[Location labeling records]
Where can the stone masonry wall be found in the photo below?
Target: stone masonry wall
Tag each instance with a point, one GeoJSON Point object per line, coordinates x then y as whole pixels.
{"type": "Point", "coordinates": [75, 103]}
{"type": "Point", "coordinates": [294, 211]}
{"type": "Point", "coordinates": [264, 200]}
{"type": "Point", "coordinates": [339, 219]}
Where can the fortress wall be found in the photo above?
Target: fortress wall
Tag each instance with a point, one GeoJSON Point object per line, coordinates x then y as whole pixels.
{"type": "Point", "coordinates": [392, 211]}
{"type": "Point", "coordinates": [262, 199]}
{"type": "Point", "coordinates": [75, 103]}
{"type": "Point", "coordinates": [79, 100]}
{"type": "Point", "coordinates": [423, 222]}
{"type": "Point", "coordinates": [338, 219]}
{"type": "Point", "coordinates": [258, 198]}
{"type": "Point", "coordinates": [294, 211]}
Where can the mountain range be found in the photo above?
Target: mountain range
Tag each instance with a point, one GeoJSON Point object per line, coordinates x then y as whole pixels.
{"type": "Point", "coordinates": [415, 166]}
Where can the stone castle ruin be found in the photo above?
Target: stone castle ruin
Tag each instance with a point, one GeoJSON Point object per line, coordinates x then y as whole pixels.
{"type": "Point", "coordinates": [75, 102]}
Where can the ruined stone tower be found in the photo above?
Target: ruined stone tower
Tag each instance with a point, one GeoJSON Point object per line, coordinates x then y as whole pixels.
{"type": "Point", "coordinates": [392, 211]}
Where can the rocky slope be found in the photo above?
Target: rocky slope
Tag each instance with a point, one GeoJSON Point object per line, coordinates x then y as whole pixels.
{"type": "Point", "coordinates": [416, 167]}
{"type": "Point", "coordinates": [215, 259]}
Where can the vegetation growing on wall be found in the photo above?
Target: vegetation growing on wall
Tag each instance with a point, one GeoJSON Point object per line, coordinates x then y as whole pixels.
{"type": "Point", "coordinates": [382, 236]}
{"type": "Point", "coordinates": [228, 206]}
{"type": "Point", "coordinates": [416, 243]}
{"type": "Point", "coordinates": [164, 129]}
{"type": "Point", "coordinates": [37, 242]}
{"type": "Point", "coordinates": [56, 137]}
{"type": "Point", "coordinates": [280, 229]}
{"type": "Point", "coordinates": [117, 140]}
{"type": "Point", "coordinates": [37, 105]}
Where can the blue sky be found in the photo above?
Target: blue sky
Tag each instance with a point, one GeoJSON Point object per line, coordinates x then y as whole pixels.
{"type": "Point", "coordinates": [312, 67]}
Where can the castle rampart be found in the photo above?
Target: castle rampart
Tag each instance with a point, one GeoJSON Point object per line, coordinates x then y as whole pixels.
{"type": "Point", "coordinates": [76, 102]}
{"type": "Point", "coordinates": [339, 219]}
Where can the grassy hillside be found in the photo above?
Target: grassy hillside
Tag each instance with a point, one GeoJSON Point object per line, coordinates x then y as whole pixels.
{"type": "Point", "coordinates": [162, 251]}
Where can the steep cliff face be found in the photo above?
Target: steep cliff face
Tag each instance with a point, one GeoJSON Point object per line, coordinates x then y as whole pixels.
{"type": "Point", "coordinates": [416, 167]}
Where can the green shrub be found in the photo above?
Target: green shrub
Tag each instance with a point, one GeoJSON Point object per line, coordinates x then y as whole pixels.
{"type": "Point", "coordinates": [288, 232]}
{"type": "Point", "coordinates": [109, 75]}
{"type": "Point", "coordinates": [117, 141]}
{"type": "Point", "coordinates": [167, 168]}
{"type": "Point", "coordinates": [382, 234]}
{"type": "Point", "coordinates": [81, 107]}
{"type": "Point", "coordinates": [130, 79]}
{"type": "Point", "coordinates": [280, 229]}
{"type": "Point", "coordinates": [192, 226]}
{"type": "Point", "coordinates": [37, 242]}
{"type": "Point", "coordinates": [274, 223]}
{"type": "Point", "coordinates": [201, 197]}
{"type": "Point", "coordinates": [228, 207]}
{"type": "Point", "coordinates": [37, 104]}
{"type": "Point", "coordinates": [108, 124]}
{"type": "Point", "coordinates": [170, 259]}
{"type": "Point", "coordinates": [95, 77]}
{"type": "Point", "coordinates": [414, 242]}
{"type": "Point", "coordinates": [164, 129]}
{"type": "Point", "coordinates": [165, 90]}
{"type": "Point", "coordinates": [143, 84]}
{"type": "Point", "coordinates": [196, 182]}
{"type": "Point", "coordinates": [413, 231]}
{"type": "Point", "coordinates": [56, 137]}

■ **WHAT IS NEEDED**:
Produce a verbatim transcription of the entries above.

■ **FINAL ANSWER**:
Where can the stone masonry wall be found in the photo below?
Target: stone masonry wall
Tag each instance with a point, one GeoJSON Point object per line, coordinates x then y as whole pixels.
{"type": "Point", "coordinates": [75, 103]}
{"type": "Point", "coordinates": [294, 211]}
{"type": "Point", "coordinates": [264, 200]}
{"type": "Point", "coordinates": [339, 219]}
Where can the fortress wall be found in the photo above?
Target: fortress wall
Tag each instance with a point, one GeoJSON Point object per line, coordinates x then y as whole pixels.
{"type": "Point", "coordinates": [392, 211]}
{"type": "Point", "coordinates": [262, 199]}
{"type": "Point", "coordinates": [75, 103]}
{"type": "Point", "coordinates": [79, 100]}
{"type": "Point", "coordinates": [423, 222]}
{"type": "Point", "coordinates": [338, 219]}
{"type": "Point", "coordinates": [258, 198]}
{"type": "Point", "coordinates": [294, 211]}
Where can the mountain range be found in the photo above?
Target: mountain range
Tag each instance with a point, one GeoJSON Point object per line, coordinates x then y as whole pixels.
{"type": "Point", "coordinates": [415, 166]}
Where can the stone castle ruin be found in the photo above?
Target: stone castle ruin
Tag each instance with a point, one GeoJSON Point object per line, coordinates x then y as whole pixels.
{"type": "Point", "coordinates": [75, 102]}
Where can the ruined stone tower be found in the photo above?
Target: ruined stone tower
Tag each instance with a point, one GeoJSON Point object per line, coordinates x then y as whole pixels.
{"type": "Point", "coordinates": [392, 211]}
Where can the rocky slope be found in the photo above?
Target: rocky slope
Tag each instance with a point, one GeoJSON Point object per line, coordinates x then y as whole pixels.
{"type": "Point", "coordinates": [416, 167]}
{"type": "Point", "coordinates": [215, 259]}
Where can the vegetation growing on wall be found in the photo above?
Target: vegetation growing on wall
Tag each instance with a point, one GeoJSON Point object per line, coordinates x then y as whole pixels.
{"type": "Point", "coordinates": [382, 236]}
{"type": "Point", "coordinates": [228, 206]}
{"type": "Point", "coordinates": [416, 243]}
{"type": "Point", "coordinates": [164, 129]}
{"type": "Point", "coordinates": [37, 242]}
{"type": "Point", "coordinates": [56, 137]}
{"type": "Point", "coordinates": [280, 229]}
{"type": "Point", "coordinates": [117, 140]}
{"type": "Point", "coordinates": [37, 105]}
Where can the blue sky be found in the photo above?
Target: blue sky
Tag each instance with a point, one GeoJSON Point object per line, coordinates x then y as whole pixels.
{"type": "Point", "coordinates": [312, 67]}
Where can the castle rampart be found in the photo above?
Target: castle rampart
Tag each instance with a point, one GeoJSON Point object per line, coordinates x then y as whole pixels.
{"type": "Point", "coordinates": [76, 102]}
{"type": "Point", "coordinates": [339, 219]}
Where can the grassy hillside be found in the photo above?
Target: grassy hillside
Tag each instance with a point, one GeoJSON Point object per line, coordinates x then y as whole pixels.
{"type": "Point", "coordinates": [162, 251]}
Where can the steep cliff face be found in the photo above?
Target: steep cliff face
Tag each instance with a point, one GeoJSON Point object per line, coordinates x then y as whole pixels.
{"type": "Point", "coordinates": [416, 167]}
Where can the green shrub be found in the photo above?
Target: green shrub
Tag each instance with a point, one GeoJSON Point object per line, coordinates x then y as whole pixels.
{"type": "Point", "coordinates": [288, 232]}
{"type": "Point", "coordinates": [109, 75]}
{"type": "Point", "coordinates": [117, 141]}
{"type": "Point", "coordinates": [167, 168]}
{"type": "Point", "coordinates": [382, 234]}
{"type": "Point", "coordinates": [81, 107]}
{"type": "Point", "coordinates": [130, 79]}
{"type": "Point", "coordinates": [280, 229]}
{"type": "Point", "coordinates": [192, 226]}
{"type": "Point", "coordinates": [37, 242]}
{"type": "Point", "coordinates": [274, 223]}
{"type": "Point", "coordinates": [201, 197]}
{"type": "Point", "coordinates": [228, 207]}
{"type": "Point", "coordinates": [37, 104]}
{"type": "Point", "coordinates": [108, 124]}
{"type": "Point", "coordinates": [170, 259]}
{"type": "Point", "coordinates": [95, 77]}
{"type": "Point", "coordinates": [414, 242]}
{"type": "Point", "coordinates": [164, 129]}
{"type": "Point", "coordinates": [165, 90]}
{"type": "Point", "coordinates": [143, 84]}
{"type": "Point", "coordinates": [196, 182]}
{"type": "Point", "coordinates": [413, 231]}
{"type": "Point", "coordinates": [56, 137]}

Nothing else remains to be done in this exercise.